[Work to complete]
**A.** In the article on the Conference Board's employment trends index, which economist is quoted?
**B.** Write the next part of the article on the Conference Board's employment trends index, picking up after its final sentence.

[Source document]
□ □ □ □
The U.S. labor market is likely remain strong in the months ahead, signaling that the softness in the labor market seen in the middle of last year was transitory, according to monthly gauge of employment trends
The Conference Board’s employment trends index rose to 109.7 from a downwardly revised 109.45 in December, the private research group said Monday.
“The ETI extended its streak of gains to three months in December,” said Conference Board economist Mitchell Barnes. “That closes 2024 with the index at its highest level since June, suggesting that the steady labor market normalization we’ve seen since 2022 may have reached its nadir in mid-2024. The slight improvement in the ETI we’ve seen since reflects the labor market’s resilience entering 2025.”
The Conference Board’s employment trends index is comprised of a variety of labor market indicators. When the index rises, employment is likely to rise. When it falls, employment is likely to decline.
□ □ □ □
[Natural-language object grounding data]
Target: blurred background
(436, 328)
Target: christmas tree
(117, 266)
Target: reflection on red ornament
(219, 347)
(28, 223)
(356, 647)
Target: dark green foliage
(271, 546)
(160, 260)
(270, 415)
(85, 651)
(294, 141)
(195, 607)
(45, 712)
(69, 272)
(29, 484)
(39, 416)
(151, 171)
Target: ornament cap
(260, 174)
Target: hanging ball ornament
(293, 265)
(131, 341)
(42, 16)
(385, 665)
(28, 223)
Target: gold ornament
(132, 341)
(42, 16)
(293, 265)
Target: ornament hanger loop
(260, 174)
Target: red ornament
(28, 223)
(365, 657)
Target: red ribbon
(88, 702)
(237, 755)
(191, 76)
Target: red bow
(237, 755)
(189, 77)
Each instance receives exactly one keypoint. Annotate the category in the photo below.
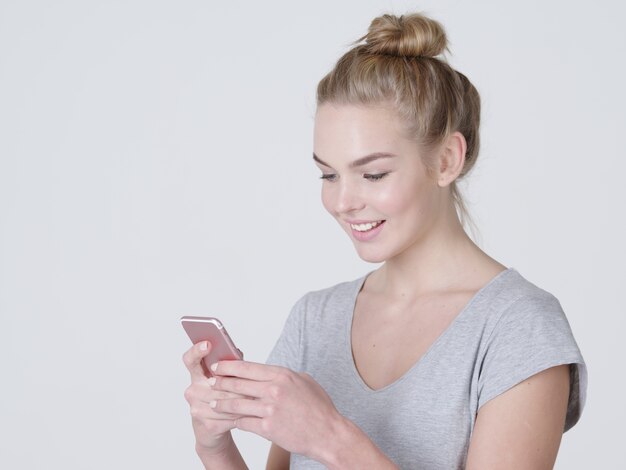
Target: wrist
(347, 446)
(220, 448)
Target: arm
(522, 428)
(295, 413)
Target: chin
(371, 256)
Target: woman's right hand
(212, 430)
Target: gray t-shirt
(509, 331)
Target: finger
(245, 370)
(193, 359)
(251, 424)
(235, 385)
(203, 412)
(242, 407)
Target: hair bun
(406, 36)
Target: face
(374, 181)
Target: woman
(441, 358)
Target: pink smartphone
(211, 329)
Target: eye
(375, 177)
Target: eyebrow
(359, 162)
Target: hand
(212, 430)
(288, 408)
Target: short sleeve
(531, 336)
(287, 350)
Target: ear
(451, 159)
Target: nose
(344, 197)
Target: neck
(445, 258)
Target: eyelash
(376, 177)
(367, 176)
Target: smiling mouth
(366, 227)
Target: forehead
(349, 131)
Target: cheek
(327, 199)
(397, 199)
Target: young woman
(442, 358)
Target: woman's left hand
(288, 408)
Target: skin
(372, 172)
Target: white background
(155, 161)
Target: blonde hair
(399, 61)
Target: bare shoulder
(522, 427)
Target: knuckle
(195, 412)
(189, 394)
(270, 410)
(236, 385)
(187, 358)
(266, 426)
(275, 392)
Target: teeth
(365, 227)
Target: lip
(365, 236)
□ □ □ □
[Outputs in order]
**A.** Mitchell Barnes

**B.**
On Friday, the Labor Department said the U.S. added 256,000 jobs in December, more than 100,000 than expected by economists. The unemployment rate ticked down a tenth of a point to 4.1 percent. Earlier last week, the Labor Department’s Job Openings and Labor Turnover Survey showed the total number of vacant jobs at the end of November unexpectedly jumped to 8.1 million.
The Conference B aord said growing confidence in the labor market, both in its current condition and in the future, is behind the rise in the index. The share of consumers who say that jobs are “hard to get” has fallen for three straight months from 18.6 percent in December to 14.8 percent in December.
“December data highlights that the labor market continues on stable footing even after a long period of normalization during the post-pandemic recovery,” Barnes said. “High employment and wage growth have continued to support strong consumer spending and we expect labor demand to remain stable as businesses await an uncertain policy and economic environment next year.”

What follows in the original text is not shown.